* start SOURCE *

Think of the two variables as:
- Y0 → conversion probability if the customer does not receive an email
- Y1 → conversion probability if the customer does receive an email
Only one of these outcomes is observed for each customer — depending on whether they were treated.
True Average Treatment Effect (ATE)
The true causal effect is the average difference between treated and untreated potential outcomes:
ATE = mean(Y1 − Y0)
Or in full words:
The ATE tells us how much conversion would increase on average if all customers received the email.
# number of units (e.g., customers)
N = 2000
# potential outcomes: Y0 = no treatment, Y1 = treatment
# here: think of them as probabilities of conversion
Y0 = np.random.normal(loc=0.50, scale=0.08, size=N) # baseline
Y1 = np.random.normal(loc=0.65, scale=0.08, size=N) # better with treatment
df = pd.DataFrame({"Y0": Y0, "Y1": Y1})
true_ate = (df["Y1"] - df["Y0"]).mean()
true_ate
np.float64(0.15348287061625443)
The number printed above is the ground-truth causal effect in this simulated world.
We never get Y0 and Y1 for the same individual. One of them always remains unobserved (the counterfactual).
3. Biased treatment assignment (selection bias)
Now let’s simulate a biased treatment assignment rule.
Suppose the marketing team tends to send the email to customers who would already have a higher chance of converting. In our toy world, we let treatment depend on Y1:
- Customers with larger Y1 are more likely to get treated.
This creates a dependence between treatment and potential outcomes, so
(Y0, Y1) are NOT independent of T.
# biased treatment: higher Y1 -> more likely to be treated
T = (df["Y1"] > np.quantile(df["Y1"], 0.5)).astype(int)
df["T"] = T
# realized outcome using the switch function
df["Y"] = (1 - df["T"]) * df["Y0"] + df["T"] * df["Y1"]
df.head()
| Y0 | Y1 | T | Y | |
|---|---|---|---|---|
| 0 | 0.4309 | 0.5609 | 0 | 0.4309 |
| 1 | 0.4975 | 0.5995 | 0 | 0.4975 |
| 2 | 0.5014 | 0.5746 | 0 | 0.5014 |
| 3 | 0.5378 | 0.6062 | 0 | 0.5378 |
| 4 | 0.3907 | 0.6329 | 0 | 0.3907 |
The line
`python
df["Y"] = (1 - df["T"]) * df["Y0"] + df["T"] * df["Y1"]
\`
implements exactly the switch function:
Yᵢ = (1 − Tᵢ) × Y₀ᵢ + Tᵢ × Y₁ᵢ
4. Naive association vs true causal effect
Let’s compare:
-
The naive difference in observed outcomes between treated and untreated:
average(Y | T = 1) − average(Y | T = 0) -
The true ATE that we know from the simulated potential outcomes:
average(Y1 − Y0)
treated_mean = df.loc[df["T"] == 1, "Y"].mean()
control_mean = df.loc[df["T"] == 0, "Y"].mean()
naive_diff = treated_mean - control_mean
print(f"True ATE: {true_ate: .4f}")
print(f"Naive treated - control: {naive_diff: .4f}")
True ATE: 0.1535
Naive treated - control: 0.2224
Because treatment was not randomized, treated customers have different potential outcomes than controls. Formally,average(Y0 | T = 1) != average(Y0 | T = 0).

* end SOURCE *

• WHAT THIS TASK INVOLVES
Retype the passage of the treatment-effect text from "Suppose the marketing" to "independent of T.", keeping every character the same.

* start DATA LISTING *

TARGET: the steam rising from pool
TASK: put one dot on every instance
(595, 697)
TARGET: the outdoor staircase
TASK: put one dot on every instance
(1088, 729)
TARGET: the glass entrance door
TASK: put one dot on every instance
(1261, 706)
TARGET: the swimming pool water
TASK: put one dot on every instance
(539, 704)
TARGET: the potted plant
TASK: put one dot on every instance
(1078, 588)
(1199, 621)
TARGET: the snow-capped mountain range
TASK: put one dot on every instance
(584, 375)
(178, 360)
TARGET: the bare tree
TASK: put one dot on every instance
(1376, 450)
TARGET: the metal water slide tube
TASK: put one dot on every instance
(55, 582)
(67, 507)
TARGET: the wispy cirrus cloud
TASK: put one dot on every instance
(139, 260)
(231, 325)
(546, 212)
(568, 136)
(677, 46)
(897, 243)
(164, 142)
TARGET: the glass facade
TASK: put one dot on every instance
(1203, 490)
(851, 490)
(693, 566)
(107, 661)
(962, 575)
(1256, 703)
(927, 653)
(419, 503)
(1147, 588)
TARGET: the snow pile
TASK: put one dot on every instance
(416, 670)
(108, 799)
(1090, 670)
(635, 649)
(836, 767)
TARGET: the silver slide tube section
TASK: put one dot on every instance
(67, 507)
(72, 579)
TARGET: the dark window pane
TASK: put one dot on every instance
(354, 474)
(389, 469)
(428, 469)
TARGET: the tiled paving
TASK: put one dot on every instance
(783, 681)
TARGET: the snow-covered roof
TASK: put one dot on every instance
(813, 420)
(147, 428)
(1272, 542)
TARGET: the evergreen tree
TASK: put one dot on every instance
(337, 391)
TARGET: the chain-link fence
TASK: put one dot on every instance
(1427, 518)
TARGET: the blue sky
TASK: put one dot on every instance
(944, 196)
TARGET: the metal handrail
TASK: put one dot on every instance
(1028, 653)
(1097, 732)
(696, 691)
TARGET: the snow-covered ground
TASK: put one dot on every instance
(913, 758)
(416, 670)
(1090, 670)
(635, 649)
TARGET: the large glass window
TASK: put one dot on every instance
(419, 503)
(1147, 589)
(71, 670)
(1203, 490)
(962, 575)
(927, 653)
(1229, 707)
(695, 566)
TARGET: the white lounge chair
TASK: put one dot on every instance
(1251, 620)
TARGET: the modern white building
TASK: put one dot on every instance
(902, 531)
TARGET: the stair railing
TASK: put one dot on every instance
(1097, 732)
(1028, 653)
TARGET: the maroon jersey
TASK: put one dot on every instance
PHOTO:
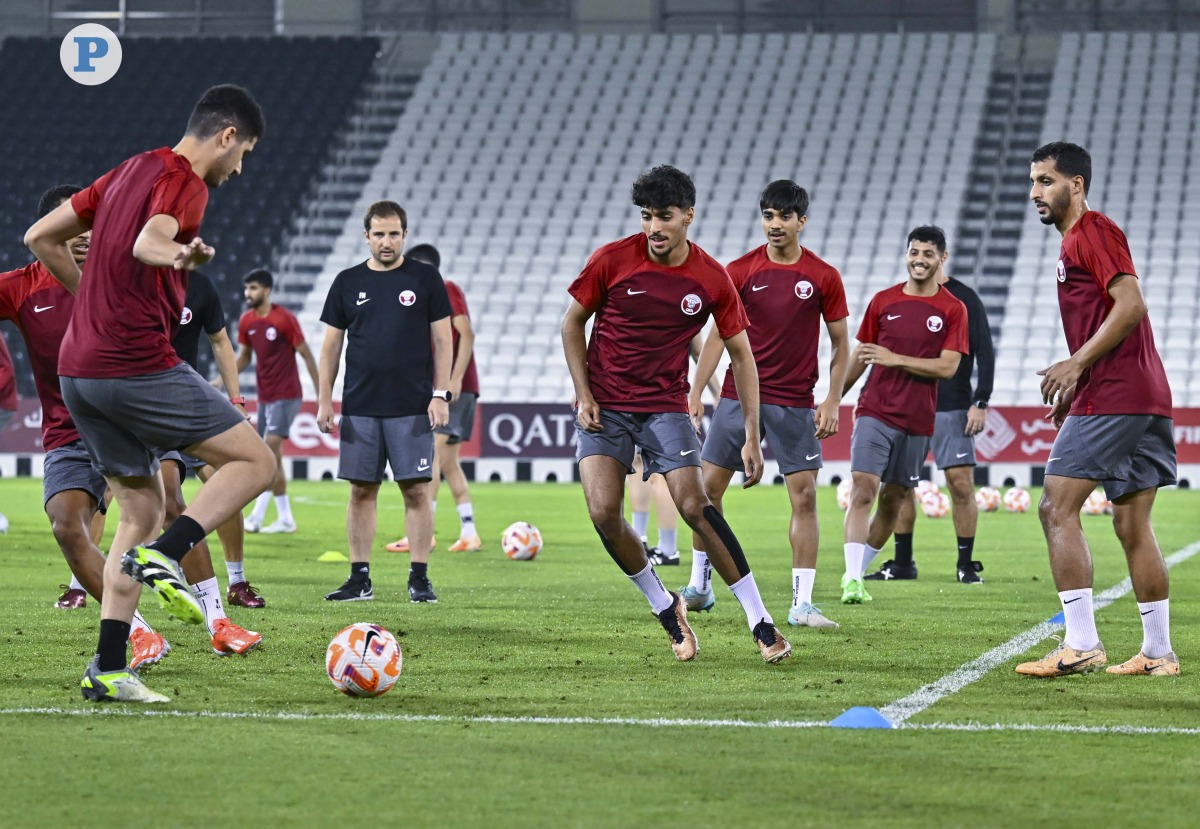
(459, 308)
(646, 314)
(785, 305)
(274, 338)
(41, 308)
(1131, 378)
(917, 326)
(129, 312)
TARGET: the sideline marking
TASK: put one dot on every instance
(954, 682)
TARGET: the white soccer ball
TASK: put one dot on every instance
(521, 541)
(844, 493)
(364, 660)
(988, 499)
(935, 504)
(1017, 500)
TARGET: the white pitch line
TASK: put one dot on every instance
(954, 682)
(657, 722)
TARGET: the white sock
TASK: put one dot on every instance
(641, 522)
(747, 593)
(1077, 610)
(1156, 628)
(802, 586)
(869, 554)
(853, 553)
(208, 594)
(667, 540)
(466, 515)
(701, 571)
(652, 588)
(259, 512)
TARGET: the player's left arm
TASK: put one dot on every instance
(1128, 308)
(745, 378)
(48, 238)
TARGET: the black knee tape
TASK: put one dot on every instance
(717, 521)
(607, 546)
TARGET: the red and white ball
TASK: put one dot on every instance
(521, 541)
(1017, 500)
(364, 660)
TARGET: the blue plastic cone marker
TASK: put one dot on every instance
(862, 716)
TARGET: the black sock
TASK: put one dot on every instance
(180, 536)
(114, 635)
(966, 547)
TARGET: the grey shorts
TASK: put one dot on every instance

* end DATA LISTING *

• EXERCISE SOLUTION
Suppose the marketing team tends to send the email to customers who would already have a higher chance of converting. In our toy world, we let treatment depend on Y1:
- Customers with larger Y1 are more likely to get treated.
This creates a dependence between treatment and potential outcomes, so
(Y0, Y1) are NOT independent of T.